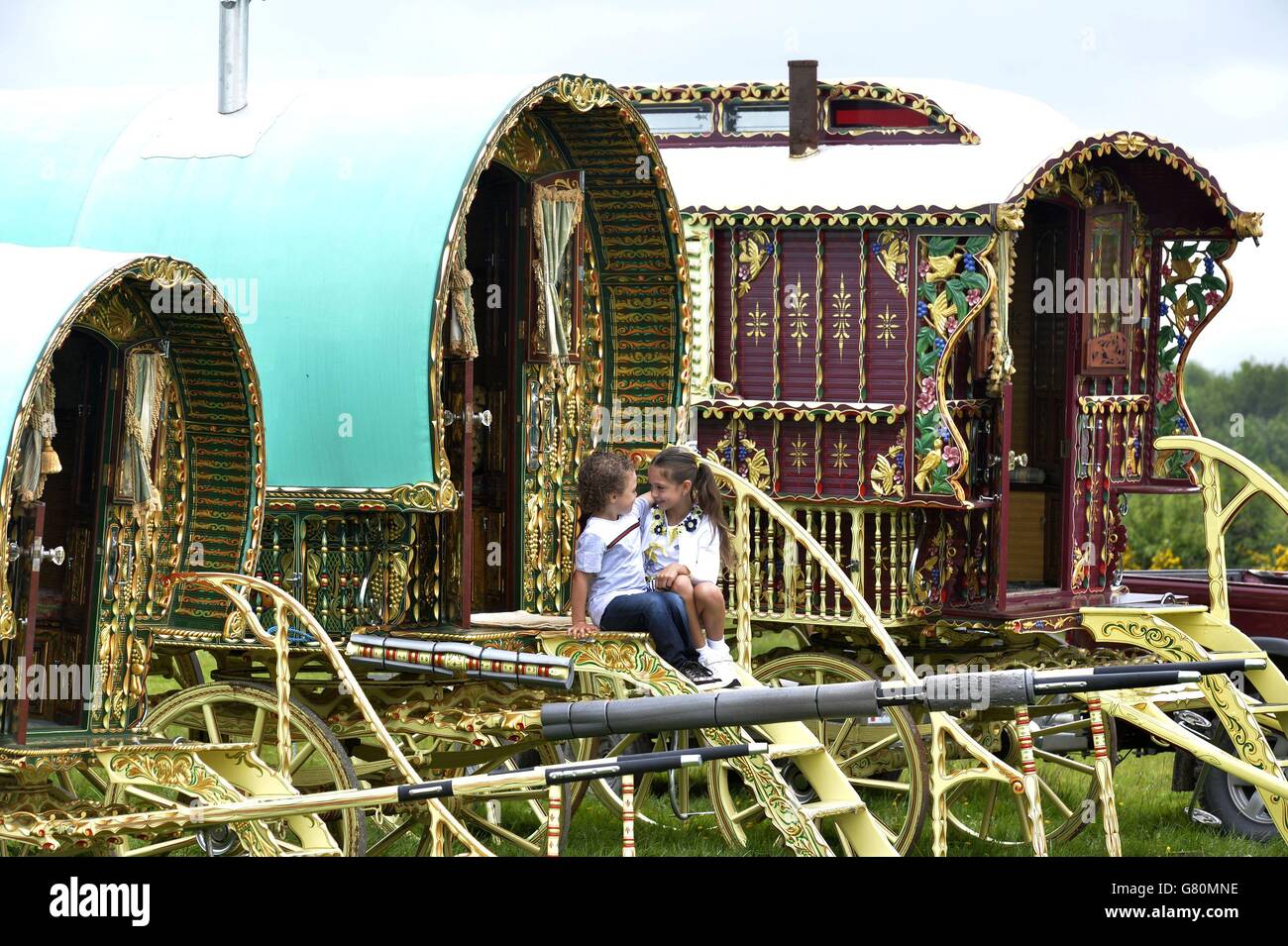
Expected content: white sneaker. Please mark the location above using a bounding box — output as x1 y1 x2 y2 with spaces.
705 649 742 686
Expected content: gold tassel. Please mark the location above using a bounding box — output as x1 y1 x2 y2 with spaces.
40 440 63 476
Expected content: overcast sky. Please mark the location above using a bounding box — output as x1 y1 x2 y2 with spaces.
0 0 1288 368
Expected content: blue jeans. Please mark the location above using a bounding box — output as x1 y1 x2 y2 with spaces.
599 590 698 667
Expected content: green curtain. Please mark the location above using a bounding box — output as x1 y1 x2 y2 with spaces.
18 374 61 502
117 352 168 523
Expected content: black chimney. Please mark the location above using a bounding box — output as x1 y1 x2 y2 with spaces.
787 59 818 158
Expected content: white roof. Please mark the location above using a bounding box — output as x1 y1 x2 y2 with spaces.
665 78 1090 210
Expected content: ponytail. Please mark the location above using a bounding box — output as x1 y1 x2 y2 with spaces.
652 447 737 572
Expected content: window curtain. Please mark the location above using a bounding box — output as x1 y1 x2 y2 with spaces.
119 352 170 524
18 374 63 502
447 231 480 358
532 184 583 360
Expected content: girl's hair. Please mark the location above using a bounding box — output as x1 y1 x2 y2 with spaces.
651 447 737 572
577 452 635 529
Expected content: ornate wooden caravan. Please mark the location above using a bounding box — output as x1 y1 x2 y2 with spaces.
0 245 265 746
625 68 1284 839
627 69 1259 628
4 76 687 633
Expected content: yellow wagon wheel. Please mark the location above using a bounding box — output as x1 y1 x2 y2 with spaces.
708 651 930 855
137 683 368 857
948 696 1118 848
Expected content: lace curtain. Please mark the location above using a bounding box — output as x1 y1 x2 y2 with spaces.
117 352 170 524
18 374 63 502
532 184 583 360
447 227 480 358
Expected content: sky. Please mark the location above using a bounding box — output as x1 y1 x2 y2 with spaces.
0 0 1288 369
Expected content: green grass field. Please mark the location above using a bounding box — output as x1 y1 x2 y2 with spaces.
376 754 1284 857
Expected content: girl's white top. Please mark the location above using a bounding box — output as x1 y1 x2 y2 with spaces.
575 503 648 624
634 495 720 584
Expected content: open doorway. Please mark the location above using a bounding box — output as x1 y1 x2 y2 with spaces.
1006 201 1081 597
5 330 115 741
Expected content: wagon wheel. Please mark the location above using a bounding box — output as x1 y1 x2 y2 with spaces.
370 734 572 857
708 651 930 855
130 683 368 857
947 696 1118 847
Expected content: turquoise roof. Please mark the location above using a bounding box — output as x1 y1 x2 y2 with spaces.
0 77 554 487
0 244 142 466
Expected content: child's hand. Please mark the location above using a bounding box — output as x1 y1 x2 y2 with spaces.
653 563 690 590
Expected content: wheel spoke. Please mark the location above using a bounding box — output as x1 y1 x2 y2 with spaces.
125 786 190 808
291 743 317 775
1038 776 1073 817
846 776 912 794
979 779 999 838
836 732 899 769
1033 748 1096 775
368 817 416 857
250 706 268 753
827 718 854 756
461 808 541 855
201 702 224 743
121 834 197 857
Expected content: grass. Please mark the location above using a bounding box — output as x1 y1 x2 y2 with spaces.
374 754 1284 857
149 654 1284 857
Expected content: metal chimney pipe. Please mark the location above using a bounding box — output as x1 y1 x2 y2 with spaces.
219 0 250 115
787 59 818 158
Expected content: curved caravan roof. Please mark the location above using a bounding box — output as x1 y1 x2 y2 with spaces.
0 244 265 637
644 78 1256 229
0 76 679 507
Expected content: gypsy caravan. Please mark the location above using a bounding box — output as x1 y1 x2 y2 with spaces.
0 37 1283 855
623 61 1288 842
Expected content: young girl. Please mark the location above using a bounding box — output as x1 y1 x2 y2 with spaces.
636 447 737 683
571 453 716 683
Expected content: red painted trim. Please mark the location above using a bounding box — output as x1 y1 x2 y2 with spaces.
456 360 474 628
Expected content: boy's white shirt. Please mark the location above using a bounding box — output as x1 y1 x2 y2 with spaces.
575 506 648 624
632 494 720 584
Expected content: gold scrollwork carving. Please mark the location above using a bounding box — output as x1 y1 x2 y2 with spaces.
555 76 613 112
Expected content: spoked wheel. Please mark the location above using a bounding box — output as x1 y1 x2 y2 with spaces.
708 653 930 855
133 683 368 857
1203 723 1288 842
948 696 1118 847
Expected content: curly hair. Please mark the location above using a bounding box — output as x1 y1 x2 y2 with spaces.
577 451 635 528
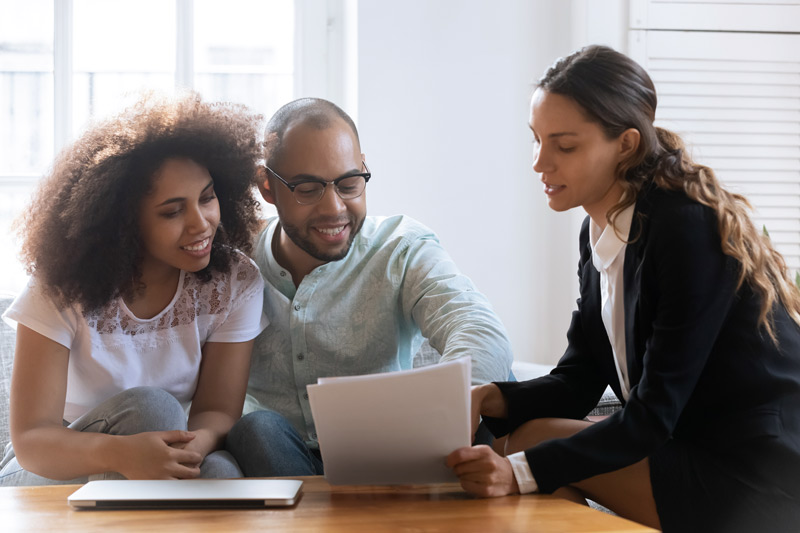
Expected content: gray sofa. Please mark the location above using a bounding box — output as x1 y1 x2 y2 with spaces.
0 295 16 453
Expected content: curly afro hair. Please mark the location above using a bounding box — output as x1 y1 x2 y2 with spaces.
20 89 262 312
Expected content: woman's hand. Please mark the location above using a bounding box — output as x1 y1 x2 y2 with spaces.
471 383 508 440
113 430 203 479
447 445 519 498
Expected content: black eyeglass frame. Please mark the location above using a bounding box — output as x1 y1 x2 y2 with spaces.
264 161 372 205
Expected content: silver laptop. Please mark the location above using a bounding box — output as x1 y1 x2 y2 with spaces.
67 479 303 509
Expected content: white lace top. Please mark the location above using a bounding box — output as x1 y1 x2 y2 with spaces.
3 253 268 422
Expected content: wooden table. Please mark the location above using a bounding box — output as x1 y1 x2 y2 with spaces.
0 476 653 533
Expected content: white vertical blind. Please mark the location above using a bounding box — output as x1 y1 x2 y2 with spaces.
629 4 800 273
630 0 800 33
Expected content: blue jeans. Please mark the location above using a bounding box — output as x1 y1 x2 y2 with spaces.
0 387 242 487
225 410 323 477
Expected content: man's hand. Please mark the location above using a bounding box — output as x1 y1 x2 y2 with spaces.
447 445 519 498
116 430 203 479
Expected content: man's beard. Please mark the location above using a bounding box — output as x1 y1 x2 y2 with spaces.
278 209 366 263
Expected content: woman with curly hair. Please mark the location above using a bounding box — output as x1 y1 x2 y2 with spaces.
448 46 800 532
0 94 266 485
--
Exercise requirements: Reproduce every line above verbatim, from the first to the last, omitting the pictures.

Answer to this exercise:
Expected content: white sneaker. Please mark the location above using a bounding box — output as x1 y1 x2 y2 with spaces.
705 649 742 686
Expected content: gold tassel. Please mark the location above using a bounding box — output as x1 y1 x2 y2 with spaces.
40 440 63 476
Expected content: overcast sky. Please mark the location above using a bounding box — output as x1 y1 x2 y2 with spaces.
0 0 1288 368
Expected content: blue jeans. Please mark the location above using a bounding box — output as x1 y1 x2 y2 with spaces.
599 590 698 667
Expected content: green curtain. Please mark the location above using a bounding box — output as x1 y1 x2 y2 with spaces.
18 374 61 502
117 352 168 523
Expected content: black chimney. Please mark the location above using a bounding box — output as x1 y1 x2 y2 with spaces.
787 59 818 158
Expected content: white roof. Please mark the location above using a bounding box — output as x1 y1 x2 y2 with spaces.
665 78 1090 210
Expected content: ponytail. Please mark the location above using a bounding box — output as x1 y1 x2 y2 with spaces.
652 447 737 572
Expected content: window curtain. Please mark the location above using a bounding box — output as x1 y1 x2 y2 with spaces.
119 352 170 524
18 374 63 502
447 231 480 358
532 184 583 360
Expected content: girl's hair. Please mark the location above using a bounding box — output as x1 y1 x2 y2 with spaces.
651 447 737 572
577 452 635 529
Expected content: ornate wooden caravan. Please mark the location above using a bounding box — output as x1 y1 x2 y2 with spaces.
0 245 265 746
625 68 1284 839
627 69 1259 628
4 76 687 633
Expected content: yellow wagon wheel. Please mark the location above using a bounding box — output as x1 y1 x2 y2 with spaces.
708 651 930 855
137 683 368 857
948 696 1118 848
Expected content: lace curtain. Please mark the location above using a bounding box — output as x1 y1 x2 y2 with spaces.
117 352 170 524
18 374 63 502
532 184 583 360
447 227 480 358
Expected content: sky. Please mark the location above using a bounding box — output as x1 y1 x2 y2 with spaces.
0 0 1288 369
Expected content: green grass field. Please mark the location above using a bounding box — output as x1 y1 x2 y2 with spaces.
376 754 1284 857
Expected content: girl's white top. Please mark the location above using a bounding box — output as x1 y1 x2 y2 with spaces.
575 503 648 624
634 495 720 584
Expected content: open doorway. Please mark the location above using a bounding box — output as x1 y1 x2 y2 with spaces.
1006 201 1081 597
5 330 115 741
Expected content: wagon wheel. Please mark the location above using a bounding box — output as x1 y1 x2 y2 with spaces.
370 734 572 857
708 651 930 855
130 683 368 857
947 696 1118 847
Expected content: turquoise roof. Please mark the location above using a bounding box — output as x1 y1 x2 y2 with spaces.
0 77 554 487
0 244 142 466
Expected content: child's hand. Please mark the location above using a bounding box — output as x1 y1 x2 y2 with spaces.
653 563 690 590
Expected content: wheel spoke. Please mark the location above using a bounding box — output as x1 y1 x2 y2 with spaces.
125 786 190 808
291 743 317 775
1038 776 1073 817
846 776 912 794
979 779 999 838
836 732 899 769
1033 748 1096 775
368 817 416 857
250 706 268 753
827 718 854 756
461 808 541 855
201 702 224 743
121 834 197 857
Expected content: grass. Please mark the location above using a bounding box — output as x1 y1 x2 y2 with spaces.
374 754 1284 857
149 654 1284 857
Expected content: metal chimney pipe. Please mark the location above using a bounding box — output as x1 y1 x2 y2 with spaces.
219 0 250 115
787 59 818 158
Expected content: curved caravan roof. Please mark the location above using a bounding box — output as x1 y1 x2 y2 with spaces.
0 244 265 637
644 78 1256 229
0 76 679 507
Expected content: gypsy caravan. Please mark the location above using a bounding box — output as x1 y1 x2 y2 with spaces.
0 37 1283 855
623 61 1288 842
Expected content: young girl. Please mark the location above using a bounding box — output as x1 y1 x2 y2 with spaces.
636 447 737 683
571 453 716 683
Expected content: red painted trim. Please mark the location above using a bounding box — output as x1 y1 x2 y2 with spaces.
456 360 474 628
Expected content: boy's white shirt. Please mark the location above using a bounding box — output as x1 y1 x2 y2 with spaces.
575 506 648 624
632 494 720 584
Expected content: gold scrollwork carving. Please mark the location above using a bounding box — output as x1 y1 x2 y2 with spaces.
555 76 613 112
Expected content: spoked wheel. Please mark the location above using a bounding box — output as x1 y1 x2 y2 with spaces.
708 653 930 855
133 683 368 857
1203 723 1288 842
948 696 1118 847
Expected content: curly hair. Please mark the location above using a bounding box — output as x1 y1 x2 y2 with spaces.
577 451 635 528
Expected content: gray sofa. Please mark the location above using a bounding box — output as x1 y1 x2 y2 with spaces.
0 295 16 453
Expected content: curly afro hair. Please mark the location above using a bounding box — output as x1 y1 x2 y2 with spaces.
20 89 262 312
Expected content: woman's hand. Please mark the location above using a bounding box — output as x1 y1 x2 y2 with spaces.
471 383 508 440
113 430 203 479
447 445 519 498
Expected content: black eyeglass frame. Please mark the location above using a bounding box — output as x1 y1 x2 y2 with spaces.
264 161 372 205
Expected content: silver laptop. Please mark the location above using a bounding box — output as x1 y1 x2 y2 with spaces.
67 479 303 509
Expected content: white lace top. Please mark the location above using a bounding box — output as x1 y1 x2 y2 with spaces.
3 253 268 422
Expected content: wooden table. Please mark the location above using a bounding box — output as x1 y1 x2 y2 with spaces.
0 476 653 533
Expected content: white vertical blind. Please mark the location above using a bounding box — output as x1 y1 x2 y2 with spaces.
629 4 800 273
630 0 800 33
Expected content: blue jeans. Please mark the location above using a bounding box — output as x1 y1 x2 y2 with spaces.
0 387 242 487
225 410 323 477
Expected content: man's hand. Please mark the location above using a bounding box — output as x1 y1 x2 y2 with spaces.
447 445 519 498
116 430 203 479
Expected content: man's beard. Please mark the location above using a bounding box — output as x1 y1 x2 y2 with spaces.
278 209 366 263
Expected content: woman with curly hair. Please mark the location above using a bounding box — output as x1 y1 x2 y2 with spaces.
448 46 800 532
0 94 266 485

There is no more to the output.